Given passage:
○ ○ ○ ○ ○ ○ ○

The NHS of old seemed a bit like the army at times. Quite possibly we could have continued this way just as the army continues this way. All our NHS really needed was the funding it is now getting. But instead we have gone along the lines of private business and, with that, vast amounts of money are being squandered on commissioning and billing and measuring and bonuses and, bizarrely, even advertising and PR.
Why, for God's sake, are we advertising? Why are we whipping up demand for ever more healthcare? Why are we creating unnecessary demand when we should be meeting necessary needs? Why do we have one part of the system purchasing services from another part of the system? It is like Sainsbury's buying produce from farms that it owns. Of course we all know that the supermarkets give the farmers a tough time. They are always screwing a better deal out of them. Better produce at cheaper prices. That makes sense. But driving through these deals takes time and effort. If you buy your produce direct it might actually be cheaper. There is more than one way of doing things. Really.
In many private hospitals if you have an aspirin they will charge you for it. Keeping tabs on it all is costly but that is the system. In the NHS they do not (yet) bother about the little things and the bills are called coding. It is an enormous effort to get it right and we often don't. Dr Grumble's hospital has some missing millions which may be because we haven't 'billed' for everything.

○ ○ ○ ○ ○ ○ ○

Data excerpts:
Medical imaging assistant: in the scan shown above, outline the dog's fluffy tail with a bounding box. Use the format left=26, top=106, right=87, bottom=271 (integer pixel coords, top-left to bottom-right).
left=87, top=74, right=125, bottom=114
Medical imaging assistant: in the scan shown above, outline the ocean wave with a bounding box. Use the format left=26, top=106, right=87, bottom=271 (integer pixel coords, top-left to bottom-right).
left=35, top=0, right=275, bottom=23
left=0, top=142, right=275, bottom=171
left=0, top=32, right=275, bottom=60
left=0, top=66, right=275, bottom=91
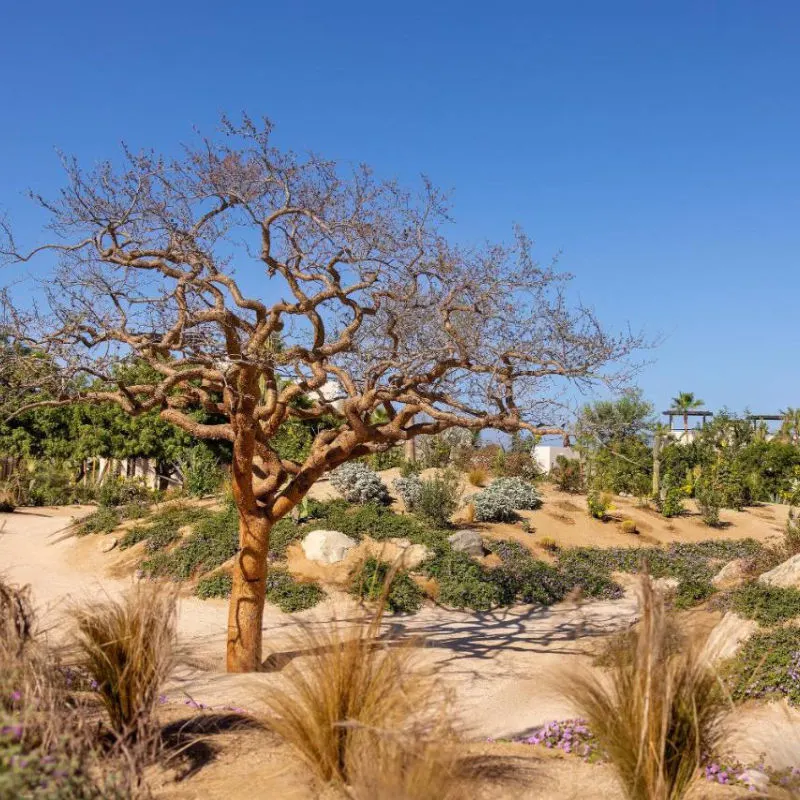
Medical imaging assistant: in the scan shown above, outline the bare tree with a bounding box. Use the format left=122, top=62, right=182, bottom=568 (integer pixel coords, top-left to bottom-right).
left=2, top=118, right=641, bottom=671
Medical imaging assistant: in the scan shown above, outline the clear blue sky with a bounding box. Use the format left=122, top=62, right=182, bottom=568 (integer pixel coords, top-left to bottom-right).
left=0, top=0, right=800, bottom=412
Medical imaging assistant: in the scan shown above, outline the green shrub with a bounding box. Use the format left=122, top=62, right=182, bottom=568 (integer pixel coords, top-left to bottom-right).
left=727, top=625, right=800, bottom=705
left=367, top=447, right=405, bottom=472
left=470, top=478, right=542, bottom=522
left=438, top=570, right=503, bottom=611
left=730, top=581, right=800, bottom=625
left=660, top=486, right=685, bottom=518
left=0, top=490, right=17, bottom=514
left=672, top=579, right=716, bottom=609
left=140, top=508, right=239, bottom=580
left=119, top=504, right=212, bottom=553
left=557, top=539, right=762, bottom=607
left=330, top=461, right=389, bottom=505
left=194, top=572, right=233, bottom=600
left=97, top=476, right=153, bottom=508
left=783, top=508, right=800, bottom=558
left=180, top=442, right=225, bottom=497
left=269, top=517, right=306, bottom=559
left=75, top=506, right=122, bottom=536
left=350, top=557, right=423, bottom=614
left=393, top=470, right=461, bottom=528
left=493, top=450, right=542, bottom=481
left=550, top=456, right=583, bottom=494
left=267, top=568, right=325, bottom=614
left=424, top=548, right=503, bottom=611
left=392, top=472, right=422, bottom=511
left=586, top=492, right=611, bottom=521
left=288, top=500, right=446, bottom=549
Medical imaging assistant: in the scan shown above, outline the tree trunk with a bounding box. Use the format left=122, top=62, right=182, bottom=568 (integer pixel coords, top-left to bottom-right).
left=226, top=509, right=272, bottom=672
left=226, top=404, right=272, bottom=672
left=653, top=434, right=661, bottom=500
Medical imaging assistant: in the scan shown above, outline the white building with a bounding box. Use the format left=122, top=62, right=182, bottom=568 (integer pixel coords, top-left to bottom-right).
left=532, top=444, right=580, bottom=473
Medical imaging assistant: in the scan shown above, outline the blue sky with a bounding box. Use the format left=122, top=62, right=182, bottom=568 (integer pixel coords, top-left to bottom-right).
left=0, top=0, right=800, bottom=413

○ ○ ○ ○ ○ ○ ○

Problem details:
Reproduce the part of the NHS passage between "The NHS of old" and "advertising and PR.", inclusive.

Your response:
The NHS of old seemed a bit like the army at times. Quite possibly we could have continued this way just as the army continues this way. All our NHS really needed was the funding it is now getting. But instead we have gone along the lines of private business and, with that, vast amounts of money are being squandered on commissioning and billing and measuring and bonuses and, bizarrely, even advertising and PR.